--- start of Data shown ---
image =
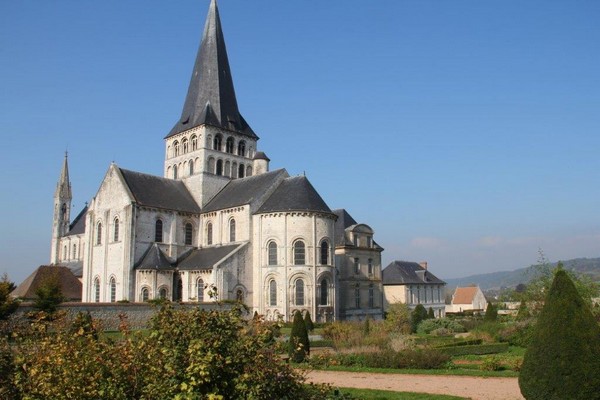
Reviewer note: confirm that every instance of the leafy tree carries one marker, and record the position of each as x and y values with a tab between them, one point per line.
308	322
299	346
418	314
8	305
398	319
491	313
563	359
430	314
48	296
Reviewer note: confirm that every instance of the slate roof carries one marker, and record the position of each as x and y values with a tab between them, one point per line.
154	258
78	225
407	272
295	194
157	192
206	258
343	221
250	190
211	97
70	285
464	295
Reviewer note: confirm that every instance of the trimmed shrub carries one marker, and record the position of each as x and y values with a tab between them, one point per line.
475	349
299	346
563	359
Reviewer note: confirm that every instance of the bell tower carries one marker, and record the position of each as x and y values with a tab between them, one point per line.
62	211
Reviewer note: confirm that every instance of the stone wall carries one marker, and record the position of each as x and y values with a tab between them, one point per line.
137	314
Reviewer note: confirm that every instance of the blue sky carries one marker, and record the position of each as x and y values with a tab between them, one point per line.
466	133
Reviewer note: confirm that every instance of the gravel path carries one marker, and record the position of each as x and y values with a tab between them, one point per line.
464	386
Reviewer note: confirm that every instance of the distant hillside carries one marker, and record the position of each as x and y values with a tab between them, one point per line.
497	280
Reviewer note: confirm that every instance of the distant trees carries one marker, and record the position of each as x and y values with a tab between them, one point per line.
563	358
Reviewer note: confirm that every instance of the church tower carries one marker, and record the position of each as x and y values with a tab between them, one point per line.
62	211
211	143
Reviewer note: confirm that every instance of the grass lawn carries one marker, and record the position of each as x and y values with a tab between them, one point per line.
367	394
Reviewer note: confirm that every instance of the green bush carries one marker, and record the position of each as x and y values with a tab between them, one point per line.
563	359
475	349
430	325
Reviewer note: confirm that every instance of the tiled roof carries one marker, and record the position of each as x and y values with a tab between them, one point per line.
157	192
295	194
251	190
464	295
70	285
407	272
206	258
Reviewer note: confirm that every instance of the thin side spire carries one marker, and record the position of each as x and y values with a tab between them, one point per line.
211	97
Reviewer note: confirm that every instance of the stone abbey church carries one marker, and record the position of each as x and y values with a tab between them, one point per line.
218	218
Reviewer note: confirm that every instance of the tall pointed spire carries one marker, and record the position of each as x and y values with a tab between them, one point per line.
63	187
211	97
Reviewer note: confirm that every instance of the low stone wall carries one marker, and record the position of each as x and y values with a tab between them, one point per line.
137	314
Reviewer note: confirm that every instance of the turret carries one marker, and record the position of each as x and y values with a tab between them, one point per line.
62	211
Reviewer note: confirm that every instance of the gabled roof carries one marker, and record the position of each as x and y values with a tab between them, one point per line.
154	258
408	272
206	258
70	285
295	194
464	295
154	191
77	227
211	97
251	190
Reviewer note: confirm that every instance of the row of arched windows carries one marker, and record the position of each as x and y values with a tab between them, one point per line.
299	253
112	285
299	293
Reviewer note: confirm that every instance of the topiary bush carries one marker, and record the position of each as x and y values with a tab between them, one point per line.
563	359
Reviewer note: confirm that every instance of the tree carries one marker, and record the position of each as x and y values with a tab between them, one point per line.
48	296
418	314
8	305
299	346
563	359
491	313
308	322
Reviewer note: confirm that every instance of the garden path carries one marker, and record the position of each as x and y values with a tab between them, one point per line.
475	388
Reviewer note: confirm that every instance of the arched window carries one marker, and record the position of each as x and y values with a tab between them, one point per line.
--- end of Data shown ---
--- start of Data shown ---
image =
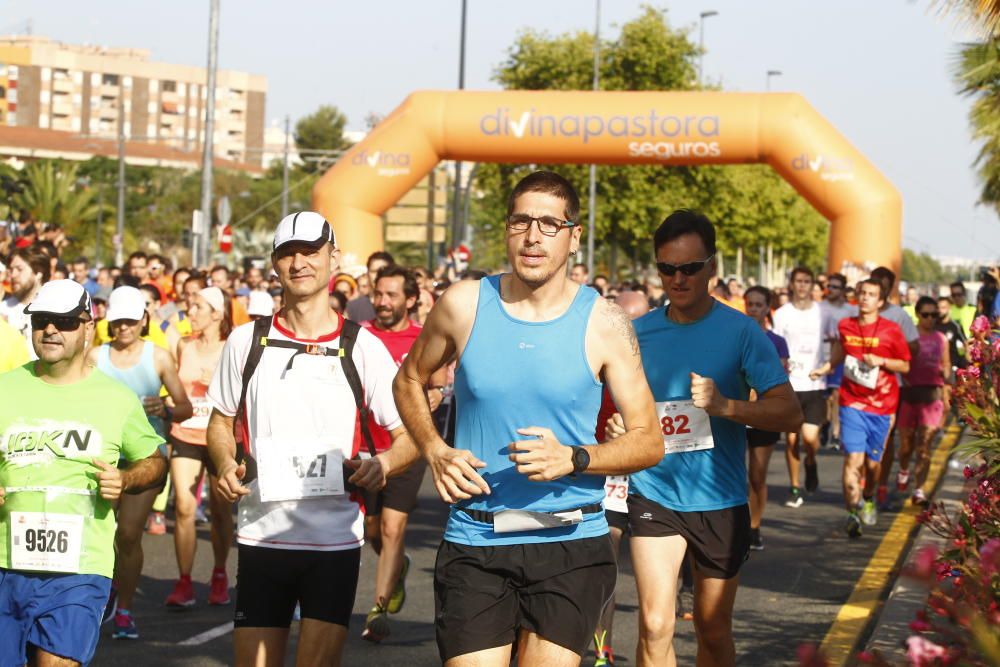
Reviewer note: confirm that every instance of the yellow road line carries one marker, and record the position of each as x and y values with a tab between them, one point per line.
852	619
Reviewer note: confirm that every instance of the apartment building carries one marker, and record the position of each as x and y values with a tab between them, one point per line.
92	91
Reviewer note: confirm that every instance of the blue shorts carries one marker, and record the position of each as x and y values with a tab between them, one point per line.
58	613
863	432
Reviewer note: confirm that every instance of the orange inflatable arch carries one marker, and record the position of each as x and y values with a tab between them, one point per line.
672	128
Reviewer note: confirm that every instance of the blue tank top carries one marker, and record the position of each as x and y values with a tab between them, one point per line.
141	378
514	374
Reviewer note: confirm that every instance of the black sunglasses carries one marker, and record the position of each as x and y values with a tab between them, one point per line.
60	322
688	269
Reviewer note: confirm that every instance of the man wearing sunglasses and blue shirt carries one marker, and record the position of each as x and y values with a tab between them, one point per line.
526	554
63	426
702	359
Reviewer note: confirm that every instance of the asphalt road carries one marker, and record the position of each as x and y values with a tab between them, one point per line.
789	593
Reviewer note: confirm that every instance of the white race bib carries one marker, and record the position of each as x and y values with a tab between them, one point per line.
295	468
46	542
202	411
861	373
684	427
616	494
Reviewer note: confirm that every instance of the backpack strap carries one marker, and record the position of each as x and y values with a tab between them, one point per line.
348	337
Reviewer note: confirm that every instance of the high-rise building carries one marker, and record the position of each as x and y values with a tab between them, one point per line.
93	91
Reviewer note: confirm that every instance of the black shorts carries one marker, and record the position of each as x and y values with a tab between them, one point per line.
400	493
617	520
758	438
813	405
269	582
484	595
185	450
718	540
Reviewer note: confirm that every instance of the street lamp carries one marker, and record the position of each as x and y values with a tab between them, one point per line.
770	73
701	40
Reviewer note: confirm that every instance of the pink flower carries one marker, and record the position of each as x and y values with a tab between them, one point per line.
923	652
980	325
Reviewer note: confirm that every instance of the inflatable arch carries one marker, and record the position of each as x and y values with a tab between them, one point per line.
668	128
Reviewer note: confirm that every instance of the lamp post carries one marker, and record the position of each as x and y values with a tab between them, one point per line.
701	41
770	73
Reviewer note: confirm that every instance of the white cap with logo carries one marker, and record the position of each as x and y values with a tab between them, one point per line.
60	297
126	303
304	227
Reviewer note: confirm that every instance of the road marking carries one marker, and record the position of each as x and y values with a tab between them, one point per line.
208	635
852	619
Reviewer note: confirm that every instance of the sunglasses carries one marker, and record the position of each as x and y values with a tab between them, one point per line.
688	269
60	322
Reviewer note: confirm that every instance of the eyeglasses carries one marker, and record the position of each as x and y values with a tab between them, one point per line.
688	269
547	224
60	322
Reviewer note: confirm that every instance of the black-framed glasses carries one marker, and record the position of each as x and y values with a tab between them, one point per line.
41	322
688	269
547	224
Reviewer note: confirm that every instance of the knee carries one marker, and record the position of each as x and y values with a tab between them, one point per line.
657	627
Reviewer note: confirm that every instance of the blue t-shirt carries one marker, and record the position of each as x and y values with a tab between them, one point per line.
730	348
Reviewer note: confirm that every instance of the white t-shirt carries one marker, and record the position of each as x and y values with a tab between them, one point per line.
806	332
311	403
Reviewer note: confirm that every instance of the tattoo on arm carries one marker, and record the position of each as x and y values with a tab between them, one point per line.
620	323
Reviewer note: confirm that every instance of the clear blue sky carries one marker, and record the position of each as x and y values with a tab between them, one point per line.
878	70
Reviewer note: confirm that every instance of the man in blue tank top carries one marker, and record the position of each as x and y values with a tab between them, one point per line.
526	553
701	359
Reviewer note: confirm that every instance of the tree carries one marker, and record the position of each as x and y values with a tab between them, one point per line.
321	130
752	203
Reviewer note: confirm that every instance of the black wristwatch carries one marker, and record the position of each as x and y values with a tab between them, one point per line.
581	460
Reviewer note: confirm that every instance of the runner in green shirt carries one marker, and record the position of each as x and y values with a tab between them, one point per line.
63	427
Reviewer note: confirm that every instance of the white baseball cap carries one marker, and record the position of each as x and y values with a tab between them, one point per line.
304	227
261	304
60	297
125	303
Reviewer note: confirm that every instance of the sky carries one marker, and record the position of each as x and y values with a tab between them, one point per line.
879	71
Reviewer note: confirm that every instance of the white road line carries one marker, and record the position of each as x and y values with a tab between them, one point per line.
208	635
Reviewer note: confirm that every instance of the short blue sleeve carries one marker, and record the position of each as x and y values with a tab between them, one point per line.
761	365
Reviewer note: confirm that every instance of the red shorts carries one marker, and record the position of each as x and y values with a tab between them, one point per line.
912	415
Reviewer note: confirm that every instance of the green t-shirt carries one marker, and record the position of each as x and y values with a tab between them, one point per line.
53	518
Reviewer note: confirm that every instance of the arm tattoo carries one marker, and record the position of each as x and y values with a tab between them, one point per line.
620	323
--- end of Data shown ---
--- start of Data shown ---
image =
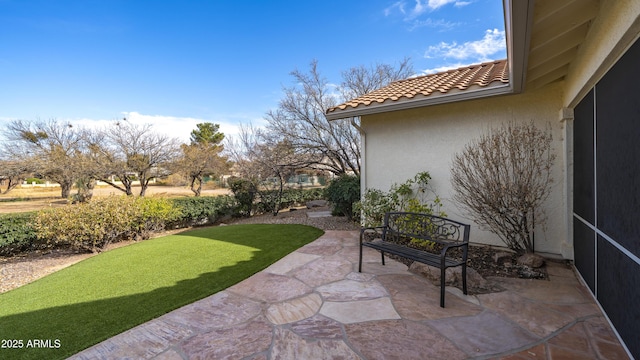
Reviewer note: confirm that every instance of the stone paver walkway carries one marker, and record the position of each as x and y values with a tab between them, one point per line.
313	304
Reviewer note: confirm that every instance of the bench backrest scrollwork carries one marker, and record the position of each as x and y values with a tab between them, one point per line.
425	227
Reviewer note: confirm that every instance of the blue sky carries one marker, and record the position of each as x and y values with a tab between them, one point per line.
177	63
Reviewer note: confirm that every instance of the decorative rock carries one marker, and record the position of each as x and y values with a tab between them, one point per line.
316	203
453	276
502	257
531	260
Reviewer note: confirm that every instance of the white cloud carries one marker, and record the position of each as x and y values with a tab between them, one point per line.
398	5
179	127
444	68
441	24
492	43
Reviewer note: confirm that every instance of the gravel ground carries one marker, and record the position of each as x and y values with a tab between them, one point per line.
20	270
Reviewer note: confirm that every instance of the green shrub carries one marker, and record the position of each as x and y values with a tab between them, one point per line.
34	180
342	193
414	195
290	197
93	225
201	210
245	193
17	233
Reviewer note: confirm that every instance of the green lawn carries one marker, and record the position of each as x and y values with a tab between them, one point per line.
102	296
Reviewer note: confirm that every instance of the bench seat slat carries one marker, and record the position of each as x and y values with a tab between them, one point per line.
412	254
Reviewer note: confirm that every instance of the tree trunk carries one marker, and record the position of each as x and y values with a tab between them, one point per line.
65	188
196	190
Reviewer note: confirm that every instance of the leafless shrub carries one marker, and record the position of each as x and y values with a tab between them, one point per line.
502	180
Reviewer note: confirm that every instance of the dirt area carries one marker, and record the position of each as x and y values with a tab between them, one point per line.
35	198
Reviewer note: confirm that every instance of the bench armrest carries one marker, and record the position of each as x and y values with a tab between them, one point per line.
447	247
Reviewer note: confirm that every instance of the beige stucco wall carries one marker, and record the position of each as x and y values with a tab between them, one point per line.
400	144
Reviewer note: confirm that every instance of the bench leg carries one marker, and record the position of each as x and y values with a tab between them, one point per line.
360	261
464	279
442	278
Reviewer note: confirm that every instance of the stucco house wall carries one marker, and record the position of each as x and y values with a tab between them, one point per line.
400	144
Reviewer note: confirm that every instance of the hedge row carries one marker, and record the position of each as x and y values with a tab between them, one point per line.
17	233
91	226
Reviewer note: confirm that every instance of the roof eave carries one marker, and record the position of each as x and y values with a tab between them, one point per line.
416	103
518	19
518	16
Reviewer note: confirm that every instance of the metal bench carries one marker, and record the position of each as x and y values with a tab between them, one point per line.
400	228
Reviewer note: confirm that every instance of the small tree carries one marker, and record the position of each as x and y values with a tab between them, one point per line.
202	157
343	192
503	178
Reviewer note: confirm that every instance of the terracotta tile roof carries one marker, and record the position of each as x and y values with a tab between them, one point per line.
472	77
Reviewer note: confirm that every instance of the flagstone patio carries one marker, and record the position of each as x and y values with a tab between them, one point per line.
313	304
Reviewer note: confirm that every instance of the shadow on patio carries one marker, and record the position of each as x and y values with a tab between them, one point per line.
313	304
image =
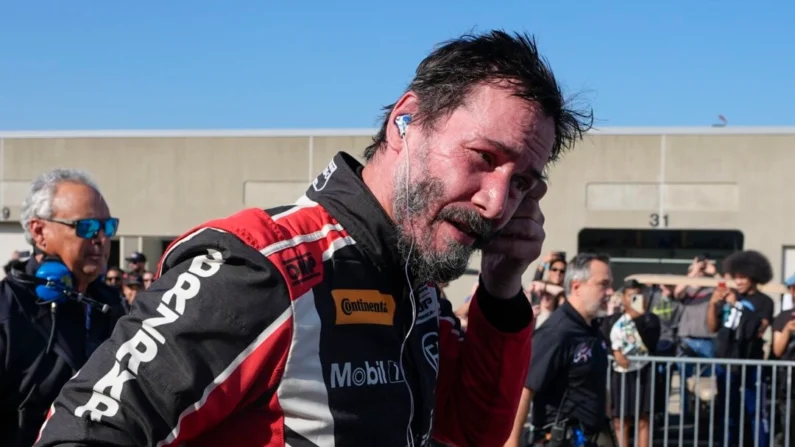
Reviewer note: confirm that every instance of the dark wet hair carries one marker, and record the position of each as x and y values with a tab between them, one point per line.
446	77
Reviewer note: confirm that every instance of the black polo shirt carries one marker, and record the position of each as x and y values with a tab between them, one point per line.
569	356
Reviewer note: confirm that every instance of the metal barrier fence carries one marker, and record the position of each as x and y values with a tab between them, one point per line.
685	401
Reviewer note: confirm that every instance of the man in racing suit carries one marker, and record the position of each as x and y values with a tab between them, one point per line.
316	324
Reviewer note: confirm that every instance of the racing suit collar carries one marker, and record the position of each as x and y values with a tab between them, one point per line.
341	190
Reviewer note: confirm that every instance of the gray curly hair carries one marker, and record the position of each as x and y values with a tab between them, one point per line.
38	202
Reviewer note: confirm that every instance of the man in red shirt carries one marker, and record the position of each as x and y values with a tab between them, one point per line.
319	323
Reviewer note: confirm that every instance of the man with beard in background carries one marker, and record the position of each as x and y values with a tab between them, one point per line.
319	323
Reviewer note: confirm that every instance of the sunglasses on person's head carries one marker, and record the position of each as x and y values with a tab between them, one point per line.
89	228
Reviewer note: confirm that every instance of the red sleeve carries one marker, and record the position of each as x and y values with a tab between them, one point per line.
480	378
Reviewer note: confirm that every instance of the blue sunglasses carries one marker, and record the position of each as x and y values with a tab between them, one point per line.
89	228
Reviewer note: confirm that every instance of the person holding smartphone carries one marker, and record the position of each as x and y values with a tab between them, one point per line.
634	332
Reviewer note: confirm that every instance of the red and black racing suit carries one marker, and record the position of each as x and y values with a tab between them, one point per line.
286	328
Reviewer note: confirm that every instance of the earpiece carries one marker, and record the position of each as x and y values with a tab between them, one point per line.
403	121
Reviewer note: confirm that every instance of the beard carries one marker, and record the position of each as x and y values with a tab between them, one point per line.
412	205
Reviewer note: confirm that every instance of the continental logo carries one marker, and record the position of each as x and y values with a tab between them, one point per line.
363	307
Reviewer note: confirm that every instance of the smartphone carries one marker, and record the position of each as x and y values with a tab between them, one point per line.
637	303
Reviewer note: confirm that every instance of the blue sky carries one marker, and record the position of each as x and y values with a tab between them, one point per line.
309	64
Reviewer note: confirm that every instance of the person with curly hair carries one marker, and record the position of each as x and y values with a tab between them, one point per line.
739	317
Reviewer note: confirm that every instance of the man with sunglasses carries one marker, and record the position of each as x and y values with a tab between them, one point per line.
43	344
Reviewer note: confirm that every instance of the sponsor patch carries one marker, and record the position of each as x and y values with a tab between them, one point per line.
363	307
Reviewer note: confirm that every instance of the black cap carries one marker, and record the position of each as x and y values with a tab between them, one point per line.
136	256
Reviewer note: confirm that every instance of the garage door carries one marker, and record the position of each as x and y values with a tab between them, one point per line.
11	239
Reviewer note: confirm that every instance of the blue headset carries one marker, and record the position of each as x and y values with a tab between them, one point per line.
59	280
--- end of Data shown ---
Job: Copy out, word for word, the lines in the records starting with the line with "Reviewer note: confirm that every instance of the garden" and going on through the line with "Reviewer note: confirm that every instance of the arched". Include both of those lines.

Task result:
Reviewer note: confirm that every instance of the garden path carries one marker, and record the position of each as x and y values with a tab between them, one point per line.
475	388
Reviewer note: confirm that every instance of the arched window carries one marker, and record the position of each as x and y values with a tab between them, one point per line.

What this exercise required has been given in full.